According to the text on corn husk reinforcement of loess, where was the loess used in the tests obtained?

» Document text:
┌──

Currently, the commonly used reinforcement materials for loess improvement are geogrids, polypropylene fibers, and other man-made reinforcement materials^28–30. The processing of these man-made reinforcement materials consumes a large amount of resources. Corn husk from the by-product of maize is a natural material with high shear strength and tension strength. It is reported that the tension strength of corn husk is as high as about 160 MPa, which is higher than that of glass fiber³¹. Its tension strength can be increased to a maximum of about 365 MPa after specific chemical treatments^31,32. Corn husks have been tried out to reinforce other materials. For example, Duong, et al.³³ explored the potential of corn husk fibers (CHFs) for reinforcing cemented soils with high water content. Youssef, et al.³⁴ investigated the influence of corn husk addition on low-density polyethylene composite and found that the addition of CHFs improves the mechanical properties of the composite.

Mature corn is used as food, industrial consumption, animal feed, etc. However, a large number of corn husks are burned as waste material. The burning of corn husks produces a large amount of smoke that pollutes the air environment. The corn husk is light, cheap, and available abundantly³¹. The use of corn husks to reinforce loess can turn discarded corn husks into a valuable resource and save the cost of loess reinforcement. This initiative not only reduces the use of energy-consuming man-made reinforcement materials but also plays a positive role in the protection of the ecological environment.

This study aimed to investigate shear strength and deformation characteristics of CHF-reinforced loess with five reinforcement ratios, five compaction degrees, and four normal stresses. Shear stress-shear displacement curves and vertical displacement-shear displacement curves of CHF-reinforced loess were first measured and analyzed. Then, the effect of compaction degree and reinforcement ratio on the shear strength of CHF-reinforced loess was explored. Finally, the effect of compaction degree and reinforcement ratio on the vertical displacement of CHF-reinforced loess was revealed.

Materials and methods

Test materials

The loess used in the tests was taken from a roadbed soil in Xi’an City, Shaanxi Province, China. Impurities in the roadbed soil were removed. The color of the soil was yellowish brown. The basic physical parameters of the loess are shown in Table 1. In Table 1, the specific gravity was determined by the specific gravity bottle method. The liquid-plastic limit was determined by the joint liquid-plastic limit tester produced by Nanjing Soil Instrument Factory. The compaction test was carried out by a lightweight compactor produced by Nanjing Soil Instrument Factory, with a hammer weight of 2.5 kg, a diameter of 51 mm at the bottom of the hammer, and a drop height of 305 mm. The compaction curve is shown in Fig. 1. The particle gradation was determined by the sieving method and densitometer method. The grading curve is shown in Fig. 2. The implementation steps of the above tests strictly followed the Chinese standard “Test methods of soils for highway engineering” (JTG E40-2007).

└──

» Record set:
┌──

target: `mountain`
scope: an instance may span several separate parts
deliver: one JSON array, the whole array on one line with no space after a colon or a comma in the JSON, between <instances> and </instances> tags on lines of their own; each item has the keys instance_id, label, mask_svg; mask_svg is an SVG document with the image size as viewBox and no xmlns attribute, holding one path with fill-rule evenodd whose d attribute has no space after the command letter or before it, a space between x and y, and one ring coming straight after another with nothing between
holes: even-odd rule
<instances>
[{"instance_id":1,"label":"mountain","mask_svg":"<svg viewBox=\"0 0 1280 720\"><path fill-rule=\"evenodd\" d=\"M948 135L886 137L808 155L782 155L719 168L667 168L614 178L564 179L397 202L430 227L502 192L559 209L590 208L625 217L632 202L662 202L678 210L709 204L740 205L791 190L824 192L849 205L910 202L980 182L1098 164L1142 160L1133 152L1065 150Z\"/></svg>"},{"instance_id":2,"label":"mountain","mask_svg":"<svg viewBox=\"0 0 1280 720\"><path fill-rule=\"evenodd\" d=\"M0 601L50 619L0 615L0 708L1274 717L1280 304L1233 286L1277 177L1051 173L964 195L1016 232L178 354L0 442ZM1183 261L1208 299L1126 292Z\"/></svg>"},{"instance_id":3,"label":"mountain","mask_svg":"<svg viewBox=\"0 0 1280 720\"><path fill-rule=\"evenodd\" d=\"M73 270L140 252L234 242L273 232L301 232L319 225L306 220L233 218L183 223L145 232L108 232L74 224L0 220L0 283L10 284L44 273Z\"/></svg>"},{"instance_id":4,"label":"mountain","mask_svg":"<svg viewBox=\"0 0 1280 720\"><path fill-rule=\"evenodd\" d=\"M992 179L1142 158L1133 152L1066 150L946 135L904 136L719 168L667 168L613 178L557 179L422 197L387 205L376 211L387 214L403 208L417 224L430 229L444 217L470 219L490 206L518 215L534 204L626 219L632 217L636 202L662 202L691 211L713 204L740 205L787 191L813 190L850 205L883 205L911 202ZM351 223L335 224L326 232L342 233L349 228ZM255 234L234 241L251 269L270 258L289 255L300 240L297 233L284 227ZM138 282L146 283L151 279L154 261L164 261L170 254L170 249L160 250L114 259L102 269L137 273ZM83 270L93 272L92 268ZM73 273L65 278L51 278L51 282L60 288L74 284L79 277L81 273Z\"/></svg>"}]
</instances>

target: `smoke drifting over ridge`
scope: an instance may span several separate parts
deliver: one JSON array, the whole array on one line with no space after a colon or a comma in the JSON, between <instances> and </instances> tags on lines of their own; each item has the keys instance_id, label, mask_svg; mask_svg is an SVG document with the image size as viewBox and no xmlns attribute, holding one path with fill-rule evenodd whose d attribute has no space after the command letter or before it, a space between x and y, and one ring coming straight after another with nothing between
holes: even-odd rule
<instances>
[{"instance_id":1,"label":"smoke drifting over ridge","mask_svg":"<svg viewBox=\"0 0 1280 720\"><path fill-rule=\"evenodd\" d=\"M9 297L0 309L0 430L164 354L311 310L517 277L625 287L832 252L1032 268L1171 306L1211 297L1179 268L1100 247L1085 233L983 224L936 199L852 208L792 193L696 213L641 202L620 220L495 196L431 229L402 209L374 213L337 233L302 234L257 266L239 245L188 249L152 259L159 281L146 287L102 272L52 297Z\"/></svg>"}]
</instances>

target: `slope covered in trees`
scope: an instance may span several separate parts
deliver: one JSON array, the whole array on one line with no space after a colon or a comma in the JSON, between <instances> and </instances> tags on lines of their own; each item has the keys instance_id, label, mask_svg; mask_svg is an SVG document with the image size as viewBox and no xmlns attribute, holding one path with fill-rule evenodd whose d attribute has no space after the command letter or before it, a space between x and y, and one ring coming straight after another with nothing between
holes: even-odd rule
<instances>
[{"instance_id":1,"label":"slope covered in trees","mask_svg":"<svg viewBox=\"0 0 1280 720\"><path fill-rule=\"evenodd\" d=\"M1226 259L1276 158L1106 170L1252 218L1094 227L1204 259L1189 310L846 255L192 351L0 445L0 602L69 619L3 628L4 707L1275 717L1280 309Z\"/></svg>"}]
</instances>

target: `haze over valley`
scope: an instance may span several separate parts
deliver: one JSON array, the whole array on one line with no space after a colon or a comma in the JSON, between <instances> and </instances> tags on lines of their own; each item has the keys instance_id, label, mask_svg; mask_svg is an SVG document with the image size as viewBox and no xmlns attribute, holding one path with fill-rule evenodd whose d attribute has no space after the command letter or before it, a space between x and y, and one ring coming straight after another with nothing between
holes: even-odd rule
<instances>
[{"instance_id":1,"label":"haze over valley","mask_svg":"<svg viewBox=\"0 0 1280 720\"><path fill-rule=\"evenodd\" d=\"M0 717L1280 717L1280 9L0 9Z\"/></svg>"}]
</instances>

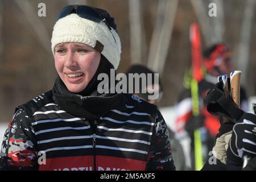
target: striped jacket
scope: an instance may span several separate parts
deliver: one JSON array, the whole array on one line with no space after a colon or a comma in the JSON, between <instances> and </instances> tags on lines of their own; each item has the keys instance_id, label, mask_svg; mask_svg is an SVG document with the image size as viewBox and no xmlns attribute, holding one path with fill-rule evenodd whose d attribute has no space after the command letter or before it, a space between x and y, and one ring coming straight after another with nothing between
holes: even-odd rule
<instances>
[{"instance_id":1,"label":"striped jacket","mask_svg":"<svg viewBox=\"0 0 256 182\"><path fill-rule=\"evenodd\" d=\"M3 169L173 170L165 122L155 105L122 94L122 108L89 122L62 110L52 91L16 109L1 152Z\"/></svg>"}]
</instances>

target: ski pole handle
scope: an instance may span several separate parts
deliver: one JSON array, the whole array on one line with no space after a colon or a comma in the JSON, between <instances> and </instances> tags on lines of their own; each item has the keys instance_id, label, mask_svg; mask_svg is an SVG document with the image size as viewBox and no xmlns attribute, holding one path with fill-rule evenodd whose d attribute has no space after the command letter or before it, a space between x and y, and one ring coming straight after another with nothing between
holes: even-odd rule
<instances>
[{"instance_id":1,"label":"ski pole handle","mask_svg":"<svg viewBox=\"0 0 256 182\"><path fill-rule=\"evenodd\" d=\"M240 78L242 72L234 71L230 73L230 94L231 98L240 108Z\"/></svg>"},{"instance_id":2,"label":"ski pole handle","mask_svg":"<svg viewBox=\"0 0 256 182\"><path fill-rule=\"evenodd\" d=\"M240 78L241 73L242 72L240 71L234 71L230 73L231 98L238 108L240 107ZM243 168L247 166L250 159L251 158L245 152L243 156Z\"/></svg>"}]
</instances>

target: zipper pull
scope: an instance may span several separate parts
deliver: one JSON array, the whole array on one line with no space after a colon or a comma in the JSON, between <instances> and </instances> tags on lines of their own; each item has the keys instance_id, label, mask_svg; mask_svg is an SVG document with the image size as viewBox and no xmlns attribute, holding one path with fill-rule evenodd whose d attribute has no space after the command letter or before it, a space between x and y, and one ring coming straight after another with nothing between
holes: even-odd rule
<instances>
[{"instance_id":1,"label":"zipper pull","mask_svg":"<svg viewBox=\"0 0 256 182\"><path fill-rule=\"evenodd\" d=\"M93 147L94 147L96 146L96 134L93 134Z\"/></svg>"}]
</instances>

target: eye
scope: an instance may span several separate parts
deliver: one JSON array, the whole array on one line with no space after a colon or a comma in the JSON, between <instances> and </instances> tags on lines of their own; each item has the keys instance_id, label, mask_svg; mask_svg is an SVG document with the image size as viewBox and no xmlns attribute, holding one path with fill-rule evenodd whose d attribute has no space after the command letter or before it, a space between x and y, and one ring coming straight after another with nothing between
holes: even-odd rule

└──

» Full response:
It was taken from a roadbed soil in Xi'an City, Shaanxi Province, China.